__Set exercise 1__.
In the excerpt on the Royal Society bill, what does new section 6(c) give the Royal Society a role in providing?
__Set exercise 2__.
Continue the excerpt on the Royal Society bill from its final line.

__Excerpt to read__.
****
Other members have talked about recognising excellence. Those who are functioning at the highest level in any discipline always look to see which courts they need to be part of so that their discipline is seen as standing alongside any other science and technology discipline. When we recognise excellence we actually recognise our high achievers, and a function of the Royal Society is to recognise high achievers in the humanities alongside everybody else. This is not about a pecking order; that is now long gone. This addition might be the final piece of the jigsaw. It actually says that when we recognise excellence, no one discipline plays second fiddle. The provision is there, right at the beginning; new section 6(b) has that very, very important function.
I am talking about what the humanities will get out of being included in the Royal Society in the way that this bill includes them. The benefits are embedded in its functions, and we can talk about them. In new section 6(c), the Royal Society will have a role in providing “infrastructure and other support for the professional needs and development of … humanities scholars:”. So there we are. That is an investment in the humanities of the future. The humanities will take any profession to new heights by building alongside the basic knowledge of that particular discipline something else that is not ordinarily available to particular scientists. Here we are providing an infrastructure to do that. To support the professional needs of those who are humanities
scholars really is an investment. That investment is made in that particular way by the Royal Society, and it is something that I am particularly pleased to see.
Then there is that little question that needs to be asked of any profession or discipline that actually adds to the advancement of our society: how will it function, and what are the rules that will guide it? Here the Royal Society is saying to the humanities that they also have ethical requirements to meet. A function of the Royal Society is to administer for members a code of professional standards and ethics. The humanities are now beholden to that code, as well, in addition to any code of their own they might have. A set of principles, a code of professional standards, is embedded in the functions of the Royal Society that the humanities will now have to meet.
Hon Christopher Finlayson: A hopeless lightweight.
****
__Given information__.

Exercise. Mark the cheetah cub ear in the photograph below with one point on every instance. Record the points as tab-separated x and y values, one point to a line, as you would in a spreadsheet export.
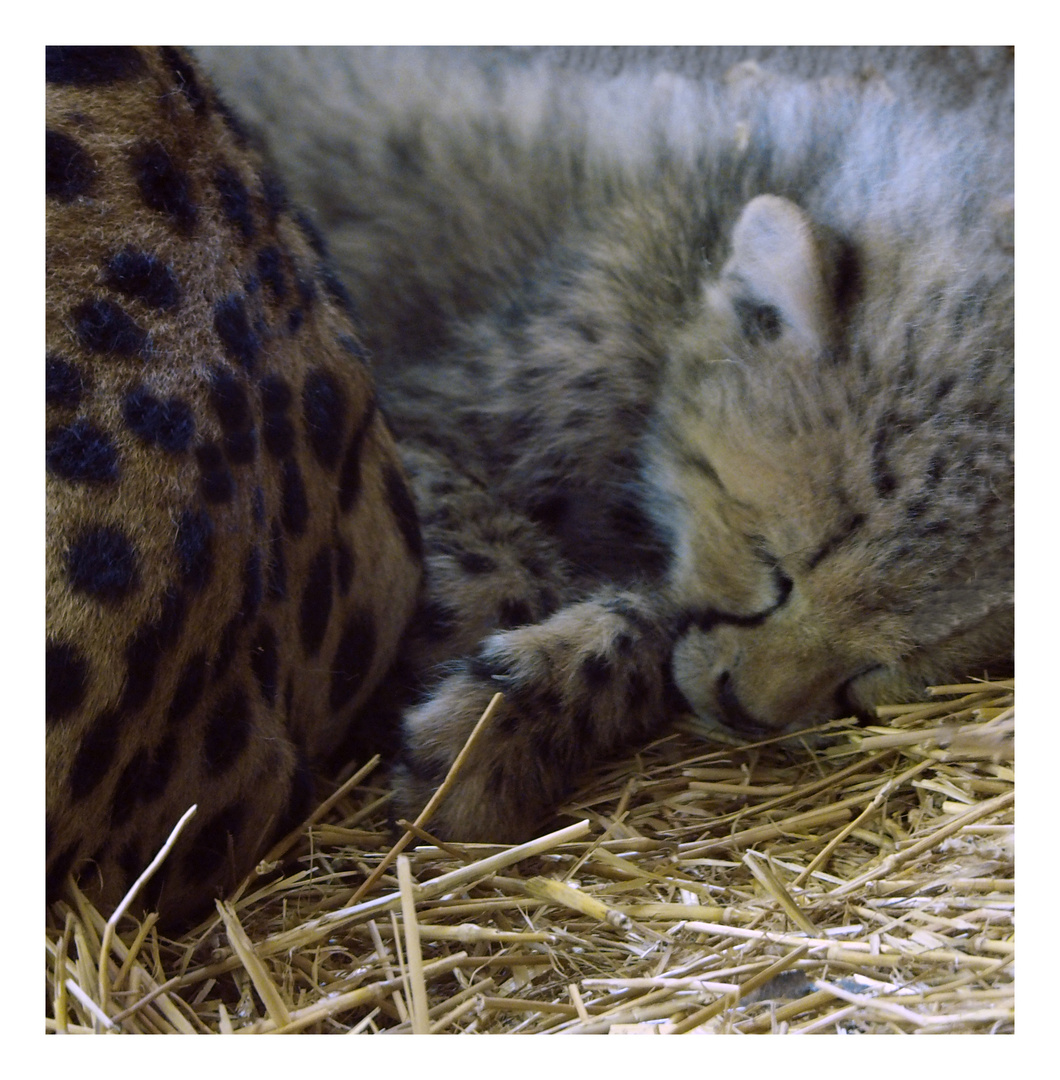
775	282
****
__Expected output 1__.
Infrastructure and other support for the professional needs and development of humanities scholars.

__Expected output 2__.
Dr RAJEN PRASAD: I ask the member to take a call and explain to us his view about the inclusion of the humanities in the social sciences, as a jurist and a lawyer. I am sure that that particular profession could learn a lot, as well, from the humanities—including an ability to stop, think, and add. I know that that member is very capable of doing that, rather than taking cheap shots.
Another cornerstone of the Royal Society is now available to the humanities, and I am particularly pleased to see it.
The other aspect of the role of the Royal Society is its contribution in bringing expertise together in some kind of composite way to be made available to our society for the advancement of our society. Therefore it is a day of celebration for me personally, from my background, to know that the humanities will stand alongside each of those other disciplines—the sciences, technology, etc. We know that they will have the space to make that kind of contribution. I am pleased that I have been able to take this call today to explain that fact from my and my students’ point of view. Thank you.
CATHERINE DELAHUNTY (Green)
: I will take a pretty short call, but I was on the Education and Science Committee and had the privilege of hearing a number of the submitters. They were really fascinating people, and the hearing was very different from hearings on other bills that I have participated in. There was a fierce eccentricity about the submitters that I found really interesting. I think that it was the science community debating the issue of humanities that made it such a fascinating experience.
In terms of clause 7 of the Royal Society of New Zealand Amendment Bill, even the issue of the functions of the society was controversial. It was very difficult to find out from the various submitters what they thought the society was, and their idea of who was included and who was not. I had an overwhelming desire to get out a whiteboard and do a flow chart, because it was really difficult to understand how the members, the branches, and the governing body defined themselves. I think that other parts of the bill are controversial, and we will talk about that, but even in talking about functions these people confused the select committee, and vigorously debated—passionately debated—who the society was, before we even got to the question of the function. Maybe the nature of academia and intellectual life is that every single word will be debated—a bit like parliamentarians do, only the scientists were more interesting than we are, somehow.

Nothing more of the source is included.